▸ EXTRAIT RETENU:
= = =

De la phase de test à la phase de livrables.
Cette interview fait partie de notre numéro spécial IA.
Depuis deux ans, la création assistée par intelligence artificielle s’installe dans le paysage publicitaire. Mais entre fascination technologique et impératifs de production, rares sont les acteurs capables de transformer l’essai à grande échelle… avec une qualité « haute couture ».
C’est le pari de Jonathan Gilbert, co-fondateur de Detroit, une « AI production house » qui collabore avec des marques comme Dior, LVMH, Google ou Taittinger. Dans cet entretien, il revient sur la singularité du positionnement de Detroit, les attentes actuelles des marques — passées de l’expérimentation à l’industrialisation — et les nouvelles logiques de qualité, d’efficacité et de gouvernance qui redéfinissent le travail des créateurs à l’ère de l’intelligence artificielle.
Detroit se définit comme une « AI production house ». Concrètement, que recouvre ce positionnement ?
Jonathan Gilbert : Detroit se présente comme une maison de production au modèle classique : elle conçoit du contenu pour les marques en s’appuyant sur un pool de talents. Sa spécificité tient à la nature même de ces talents : des artistes spécialisés en intelligence artificielle, choisis autant pour leur culture visuelle et leur singularité créative que pour leur maîtrise poussée des outils génératifs.

= = =

▸ DONNÉES PRÉSENTÉES:
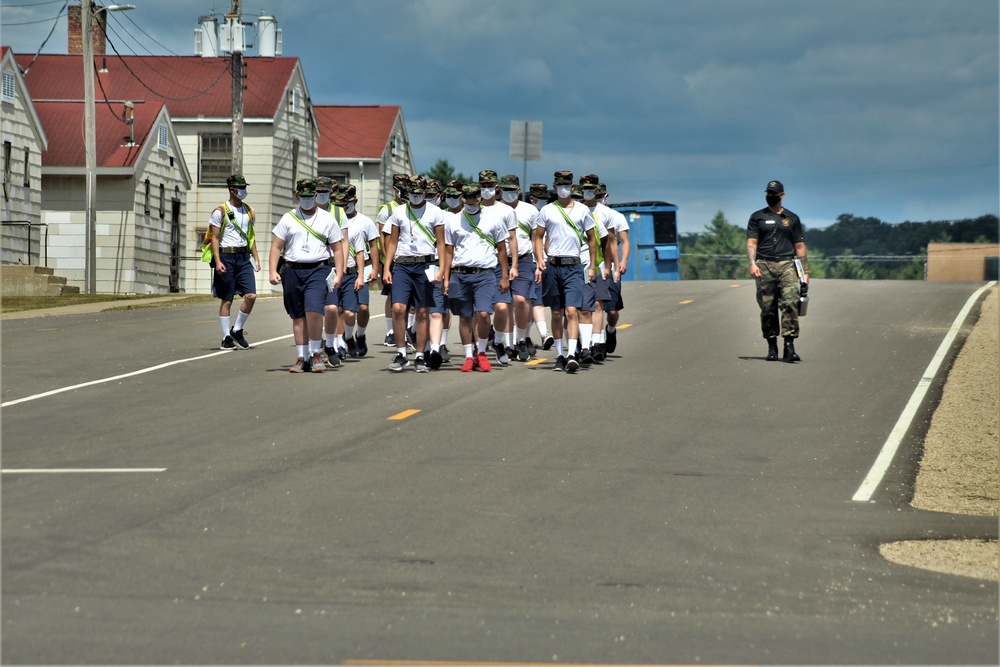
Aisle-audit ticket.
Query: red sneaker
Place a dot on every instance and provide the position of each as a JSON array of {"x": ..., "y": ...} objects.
[{"x": 482, "y": 363}]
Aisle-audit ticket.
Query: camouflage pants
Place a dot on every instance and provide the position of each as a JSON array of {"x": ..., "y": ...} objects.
[{"x": 778, "y": 293}]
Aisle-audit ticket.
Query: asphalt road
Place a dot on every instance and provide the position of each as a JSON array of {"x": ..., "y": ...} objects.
[{"x": 687, "y": 502}]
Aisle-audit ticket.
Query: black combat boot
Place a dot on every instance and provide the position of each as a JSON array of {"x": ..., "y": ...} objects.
[
  {"x": 772, "y": 349},
  {"x": 790, "y": 354}
]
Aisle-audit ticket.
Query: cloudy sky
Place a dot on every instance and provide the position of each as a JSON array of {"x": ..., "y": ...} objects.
[{"x": 884, "y": 108}]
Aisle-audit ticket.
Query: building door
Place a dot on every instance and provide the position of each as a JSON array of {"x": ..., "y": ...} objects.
[{"x": 175, "y": 245}]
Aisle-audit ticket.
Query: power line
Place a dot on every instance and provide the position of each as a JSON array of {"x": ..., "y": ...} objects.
[{"x": 55, "y": 24}]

= = =

▸ CONSIGNES DE L'EXERCICE:
1. Pour chaque affirmation, dites si elle concorde avec l'extrait sur Detroit en répondant par oui ou par non, puis citez les mots de l'extrait qui tranchent. (a) Detroit travaille notamment avec Dior et Google. (b) Jonathan Gilbert a fondé Detroit seul. (c) Les artistes de Detroit sont sélectionnés uniquement pour leur maîtrise des outils génératifs.
2. Rédigez la suite de l'extrait sur Detroit à partir de sa dernière phrase.
La liste n'a aucun lien avec l'extrait sur Detroit.

▸ RÉSULTATS FINAUX:
1.
(a) Oui : « qui collabore avec des marques comme Dior, LVMH, Google ou Taittinger »
(b) Non : « co-fondateur de Detroit »
(c) Non : « choisis autant pour leur culture visuelle et leur singularité créative que pour leur maîtrise poussée des outils génératifs »

2.
Autour de ce noyau créatif, Detroit a structuré une “factory” composée de profils techniques – experts en IA, 3D ou retouche – qui permettent de produire à grande échelle. En fusionnant la créativité de nos talents avec les compétences techniques de la factory, on peut produire et déployer à grande échelle, tout en gardant un niveau de qualité artisanale. Une approche qui répond à un besoin clé des marques : produire beaucoup, vite, mais sans compromis sur la qualité ni la cohérence créative.
Qu’est-ce qui a changé, selon vous, dans la manière dont les marques perçoivent la création assistée par IA depuis un an ?
J.G. : Au début, beaucoup de marques venaient nous voir juste pour dire qu’elles faisaient une campagne en IA, pour se montrer innovantes et se positionner sur ce créneau.
Désormais, toutes les marques viennent. Et certaines en disant : “On ne veut pas que ça se voit que c’est de l’IA.” Ce qui est intéressant, c’est qu’en post-prod classique, on retouche souvent pour atteindre un niveau de perfection — sur la peau, sur les mannequins, etc. Alors que nous, avec l’IA, on fait parfois l’inverse : on dégrade un peu les images pour gagner en authenticité, en réalisme.

Il n’est plus question de montrer qu’on utilise l’IA, mais bien d’obtenir le bon résultat, que ce soit en termes de qualité, de créativité ou de timing. Les marques sont de plus en plus dans cette logique-là.
La discrétion autour de l’IA est-elle une demande généralisée de la part des marques, ou surtout des marques de luxe, soucieuses de préserver l’intégrité perçue de leurs valeurs ?
J.G. : Non, ce ne sont pas seulement les marques de luxe. Certains groupes sont même à fond sur l’IA. En fait, peu importe comment c’est produit — que ce soit en 3D, en IA ou de manière classique — ce qui compte pour ces marques, c’est la qualité, la créativité, la réactivité et surtout d’avoir un service dédié.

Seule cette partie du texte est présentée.